● **Exercise input**:
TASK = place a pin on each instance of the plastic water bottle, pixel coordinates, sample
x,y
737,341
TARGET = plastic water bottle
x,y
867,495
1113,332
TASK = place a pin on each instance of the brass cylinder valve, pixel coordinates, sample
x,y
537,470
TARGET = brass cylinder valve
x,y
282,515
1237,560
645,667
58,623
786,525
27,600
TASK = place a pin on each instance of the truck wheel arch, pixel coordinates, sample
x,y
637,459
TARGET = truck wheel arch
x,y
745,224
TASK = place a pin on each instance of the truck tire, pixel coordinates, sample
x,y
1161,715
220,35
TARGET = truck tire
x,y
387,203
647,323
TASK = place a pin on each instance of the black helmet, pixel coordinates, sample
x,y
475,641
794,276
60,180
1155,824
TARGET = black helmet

● **Requirement**: Repeat the data above starting at the line with "TASK = place a pin on each instance of the brass" and ending at its last line, exactly, with no other lines.

● **Answer section**:
TASK = place a pin on each instance of the brass cylinder valve, pixel coordinates, sample
x,y
537,470
TARGET = brass cylinder valve
x,y
282,515
1237,560
645,667
58,623
786,525
27,600
TASK = place a pin on each instance of the truck wheel arch, pixel coordinates, sample
x,y
637,459
TARGET = truck wheel arch
x,y
745,224
TASK = place a pin on each instance of the truck tire, pixel coordinates, sample
x,y
1161,715
220,35
TARGET = truck tire
x,y
387,203
647,323
TASK = place a pin on each instance of the black helmet, pixel coordinates, sample
x,y
475,641
794,276
60,180
1155,824
TARGET = black helmet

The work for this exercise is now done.